# 待完成任务
把Conformer论文笔记中从“这一结构可以抽象为CNN和T”起、到“x_st = self.squeeze_block(x2, x_t)”为止（含首尾）的部分重新写出，并将其中的“集成学习”换成“模型融合”。

论文笔记——Conformer: Local Features Coupling Global Representations for Visual Recognition

创新点：同时利用CNN的捕获局部特征的优点和Transformer捕获长距离特征的优点。

上图中的(c)表示整个网络结构的并发构型。
(b)表示，两个分支的初始特征是相同的，沿着两个分支以交互的方式逐步融合特征。最后，CNN分支合并输入给一个分类器，Transformer分支给另一个分类器。

CNN分支采用特征金字塔（深度增加-分辨率降低-通道增加）
Transformer块把不重叠的图像块投影到向量空间（导致局部特征消失）图像块大小为14*14
因为CNN已经包含了局部特征信息和位置信息，所以Transformer不再需要位置编码。

特征耦合单元

CNN的特征维度是CHW
Transformer的特征维度为(K+1)*E其中K是图像块的数量，1是分类token，E是embedding的维度。

• 要让CNN传到Transformer，首先要通过1*1卷积把channel变成E。然后如上图(a)利用平均池化和reshape变成Transformer的特征维度，与Transformer的特征相加。
• 从Transformer到CNN则采用类似的操作，如图(b)。

这一过程重复执行了N次，如图(c)

这一结构可以抽象为CNN和Transformer的残差结构（或者说集成学习），既能看作是CNN连接也能看作是Transformer的连接。

代码解析

ConvTransformer层

    def forward(self, x, x_t):
        x, x2 = self.cnn_block(x)

        _, _, H, W = x2.shape

        # CNN的特征转换成Transformer的shape
        x_st = self.squeeze_block(x2, x_t)
        # 原本的transformer特征加上CNN转的特征
        x_t = self.trans_block(x_st + x_t)

        if self.num_med_block > 0:
            for m in self.med_block:
                x = m(x)

        # transformer特征转为CNN特征，并且与原来的融合
        x_t_r = self.expand_block(x_t, H // self.dw_stride, W // self.dw_stride)
        x = self.fusion_block(x, x_t_r, return_x_2=False)

# 所给材料
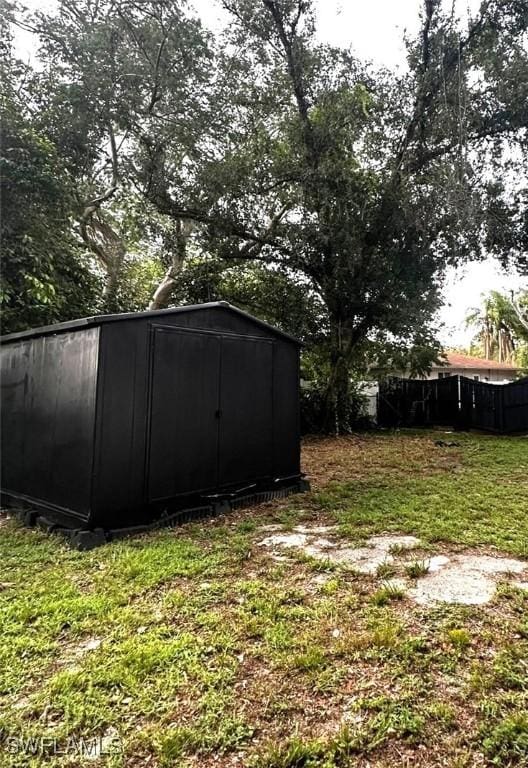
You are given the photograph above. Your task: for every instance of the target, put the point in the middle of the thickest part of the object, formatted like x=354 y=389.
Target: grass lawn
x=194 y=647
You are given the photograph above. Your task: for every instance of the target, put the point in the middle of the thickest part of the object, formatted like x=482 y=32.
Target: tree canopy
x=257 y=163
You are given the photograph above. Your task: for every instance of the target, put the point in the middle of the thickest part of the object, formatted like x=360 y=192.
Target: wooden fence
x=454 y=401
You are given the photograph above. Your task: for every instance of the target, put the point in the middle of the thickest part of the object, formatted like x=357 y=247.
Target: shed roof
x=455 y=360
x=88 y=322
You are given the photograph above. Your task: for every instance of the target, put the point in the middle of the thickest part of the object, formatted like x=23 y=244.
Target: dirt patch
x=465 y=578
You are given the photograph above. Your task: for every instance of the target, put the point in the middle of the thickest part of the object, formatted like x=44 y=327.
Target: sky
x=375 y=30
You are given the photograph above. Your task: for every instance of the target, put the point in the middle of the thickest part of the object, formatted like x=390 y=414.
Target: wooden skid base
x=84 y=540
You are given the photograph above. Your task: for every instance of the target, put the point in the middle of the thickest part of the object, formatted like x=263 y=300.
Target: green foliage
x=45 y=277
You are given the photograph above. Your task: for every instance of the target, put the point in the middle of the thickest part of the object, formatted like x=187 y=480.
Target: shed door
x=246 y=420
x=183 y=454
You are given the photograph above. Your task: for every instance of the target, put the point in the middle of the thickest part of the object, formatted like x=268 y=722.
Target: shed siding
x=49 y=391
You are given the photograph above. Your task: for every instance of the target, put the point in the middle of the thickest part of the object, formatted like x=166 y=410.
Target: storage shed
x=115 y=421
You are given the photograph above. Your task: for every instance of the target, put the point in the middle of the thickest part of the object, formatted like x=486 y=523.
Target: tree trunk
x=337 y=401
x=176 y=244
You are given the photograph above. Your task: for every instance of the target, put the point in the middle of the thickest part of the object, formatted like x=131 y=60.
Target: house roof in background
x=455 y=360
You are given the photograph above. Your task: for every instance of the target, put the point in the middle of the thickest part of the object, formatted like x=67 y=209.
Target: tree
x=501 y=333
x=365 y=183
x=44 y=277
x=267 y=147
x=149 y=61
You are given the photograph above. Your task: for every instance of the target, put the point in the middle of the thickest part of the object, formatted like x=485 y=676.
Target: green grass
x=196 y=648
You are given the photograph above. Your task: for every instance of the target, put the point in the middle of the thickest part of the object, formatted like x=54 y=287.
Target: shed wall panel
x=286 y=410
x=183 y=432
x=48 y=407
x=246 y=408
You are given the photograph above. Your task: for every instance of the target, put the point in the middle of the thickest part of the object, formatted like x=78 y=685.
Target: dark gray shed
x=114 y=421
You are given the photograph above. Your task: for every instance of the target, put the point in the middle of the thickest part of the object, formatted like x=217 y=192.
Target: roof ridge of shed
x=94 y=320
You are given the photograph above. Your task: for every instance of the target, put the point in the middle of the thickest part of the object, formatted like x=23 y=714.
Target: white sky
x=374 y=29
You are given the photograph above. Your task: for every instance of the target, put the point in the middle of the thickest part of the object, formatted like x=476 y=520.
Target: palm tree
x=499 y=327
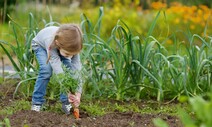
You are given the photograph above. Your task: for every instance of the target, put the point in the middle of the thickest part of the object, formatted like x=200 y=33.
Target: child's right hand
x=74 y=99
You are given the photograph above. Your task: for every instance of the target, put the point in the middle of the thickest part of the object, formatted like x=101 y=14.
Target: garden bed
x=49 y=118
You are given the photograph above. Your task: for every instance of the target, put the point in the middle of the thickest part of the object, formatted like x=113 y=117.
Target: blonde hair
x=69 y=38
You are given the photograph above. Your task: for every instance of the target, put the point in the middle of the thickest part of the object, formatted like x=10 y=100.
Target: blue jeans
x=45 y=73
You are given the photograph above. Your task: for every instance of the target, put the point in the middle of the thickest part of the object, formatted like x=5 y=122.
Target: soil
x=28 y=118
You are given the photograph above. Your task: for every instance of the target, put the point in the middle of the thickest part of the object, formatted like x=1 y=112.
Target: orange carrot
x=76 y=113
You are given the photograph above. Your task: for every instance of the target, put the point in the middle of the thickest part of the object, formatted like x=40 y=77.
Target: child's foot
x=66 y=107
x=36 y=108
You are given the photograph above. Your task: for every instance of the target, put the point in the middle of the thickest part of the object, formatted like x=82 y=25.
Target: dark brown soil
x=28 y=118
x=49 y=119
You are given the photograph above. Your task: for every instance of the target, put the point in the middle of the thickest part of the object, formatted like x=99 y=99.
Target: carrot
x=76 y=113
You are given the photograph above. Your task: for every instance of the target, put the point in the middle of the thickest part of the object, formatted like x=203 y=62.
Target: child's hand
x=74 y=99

# 练习解答
这一结构可以抽象为CNN和Transformer的残差结构（或者说模型融合），既能看作是CNN连接也能看作是Transformer的连接。

代码解析

ConvTransformer层

    def forward(self, x, x_t):
        x, x2 = self.cnn_block(x)

        _, _, H, W = x2.shape

        # CNN的特征转换成Transformer的shape
        x_st = self.squeeze_block(x2, x_t)